Input data below:

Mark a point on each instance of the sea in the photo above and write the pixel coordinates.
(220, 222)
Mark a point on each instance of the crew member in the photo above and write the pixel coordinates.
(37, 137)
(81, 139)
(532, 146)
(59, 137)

End of Input data.

## Prompt
Please transcribe exactly the line containing "Mark a point on each instance of the crew" and every line after it through the end of the records, and nothing else.

## Answer space
Mark a point on each instance of the crew member in the photo above and write the pixel coordinates.
(37, 137)
(81, 139)
(532, 146)
(59, 137)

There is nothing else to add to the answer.